TUJUAN TUGAS
Salinlah dengan tepat bagian teks bacaan tentang arti kata-kata, dari "Pada suatu hari" sampai "tahun kemudian .".

TEKS BACAAN
--------------------

Tuesday 16 December 2014

Apalah Artinya Kata-kata?


Pada suatu hari saat kunjungan di desa, terdengarlah kalimat “God bless you” alias “Tuhan Memberkatimu” yang meneduhkan hati selama lebih dari sepuluh kali. Bukan saya yang menyaksikannya, apalagi menyebutkannya. Tapi dampak dari kalimat itu pasti besar, beberapa mungkin tidak terlihat di masa kini melainkan beberapa jam, hari, minggu, bulan, tahun kemudian .

Di hari yang lain terdengar pula kalimat sederhana yang meneduhkan hati, “I will help you” alias “Saya akan membantu”. Seorang rekan asing mengatakannya kepada seorang mitra kami yang sedang curhat tentang kendala-kendala yang ia hadapi termasuk makin berkurangnya bantuan dana dari luar terhadap lembaganya. Bagi seorang tamu asing tentunya berat mendengar curhatan yang frontal seperti itu, namun bantuan yang ia tawarkan dengan tulus adalah “saya akan menulis email, berdiskusi dengan rekan saya yang lain dan menulis surat kepada lembaga paying kami untuk meneruskan hubungan kerja sama tersebut”. Sesederhana itu, diucapkan dengan sungguh-sungguh dan tanpa bertendensi mencari aman.  Bukan basa-basi, seminggu kemudian saya mendapat kabar dari mitra lokal ini bahwa ia telah mendapat balasan email tindak lanjut dari Negara sang rekan asing tersebut.

Suatu hari yang panas yang panjang lainnya, saya terlibat percakapan panjang dengan tiga orang rekan asing dari dua Negara berbeda. Percakapan tentang isu-isu sosial kemasyarakatan adalah hal yang biasa. Yang berbeda adalah beberapa kali terdengar kalimat apresiasi dari ketiga rekan ini terhadap pelayanan dan terhadap para pekerja  di daerah ini. Dan secara khusus kepada saya sebagai rekan seperjalanan mereka. “…tanpa anda, siapalah kami-kami ini” kata mereka yang nota bene adalah para pemimpin-penentu arah organisasi kami secara global, dalam suatu percakapan kepada saya, “Kebijakan demi kebijakan boleh kami rumuskan dengan mudah, namun tanpa satu orang implementer, tanpa ada pengawal, tanpa ada first liner, apalah arti semuanya itu. Kami sangat berterima kasih kepada anda” Alih-alih memonitoring dampak proyek atau menodong rencana-rencana pemecahan masalah, masing-masing dari mereka malah menceritakan awal mula sepak terjang mereka masuk ke organisasi, dimulai dari seorang pekerja lapangan, dimulai dari marketplace hingga memenuhi panggilan-Nya ke ladang ini. Salah satu di antara mereka adalah seorang social expert di negaranya dan aktif menulis di jurnal serta mengajar di universitas.

--------------------

DATA YANG DIBERIKAN
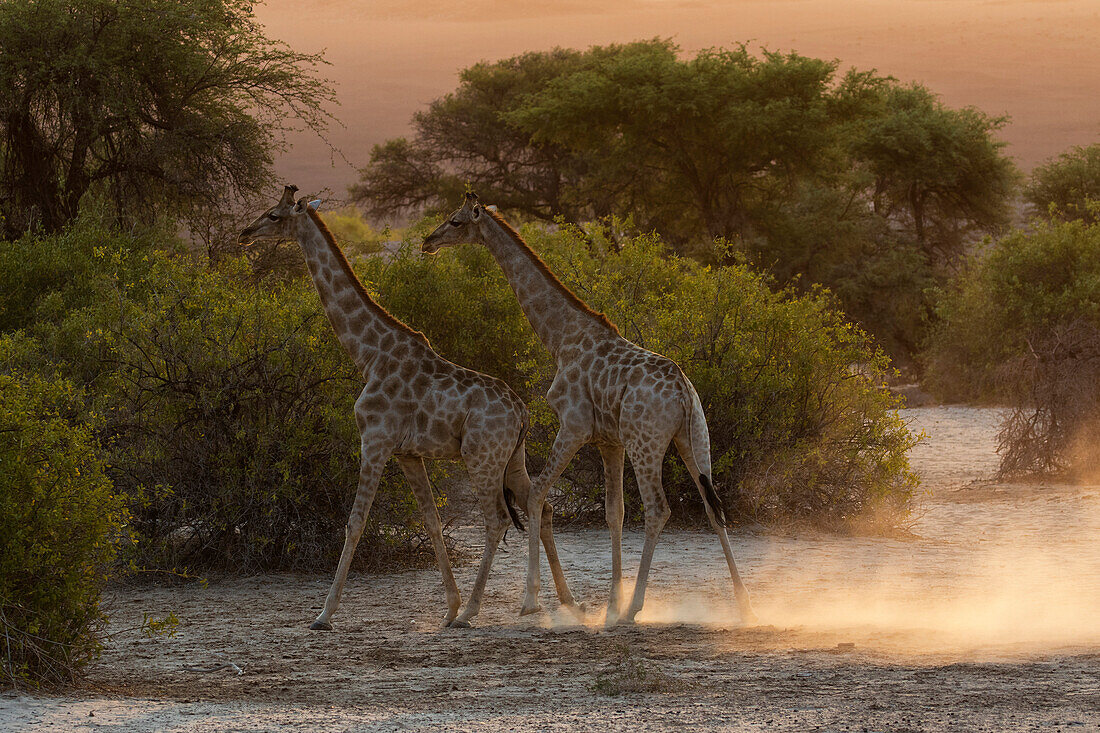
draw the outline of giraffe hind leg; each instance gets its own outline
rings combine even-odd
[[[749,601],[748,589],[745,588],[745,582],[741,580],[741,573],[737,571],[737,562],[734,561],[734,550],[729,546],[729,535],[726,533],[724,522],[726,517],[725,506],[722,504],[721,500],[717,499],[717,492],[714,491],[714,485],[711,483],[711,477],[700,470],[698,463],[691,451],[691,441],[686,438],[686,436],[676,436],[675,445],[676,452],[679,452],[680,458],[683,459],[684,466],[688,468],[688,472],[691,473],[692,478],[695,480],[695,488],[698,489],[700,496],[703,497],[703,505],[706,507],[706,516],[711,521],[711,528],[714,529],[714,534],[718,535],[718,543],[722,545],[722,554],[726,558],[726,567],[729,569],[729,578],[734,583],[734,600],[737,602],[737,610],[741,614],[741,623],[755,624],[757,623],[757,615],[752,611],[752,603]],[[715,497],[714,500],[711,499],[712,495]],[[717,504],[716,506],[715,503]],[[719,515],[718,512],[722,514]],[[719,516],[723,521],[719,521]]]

--------------------

HASIL TUGAS
Pada suatu hari saat kunjungan di desa, terdengarlah kalimat “God bless you” alias “Tuhan Memberkatimu” yang meneduhkan hati selama lebih dari sepuluh kali. Bukan saya yang menyaksikannya, apalagi menyebutkannya. Tapi dampak dari kalimat itu pasti besar, beberapa mungkin tidak terlihat di masa kini melainkan beberapa jam, hari, minggu, bulan, tahun kemudian .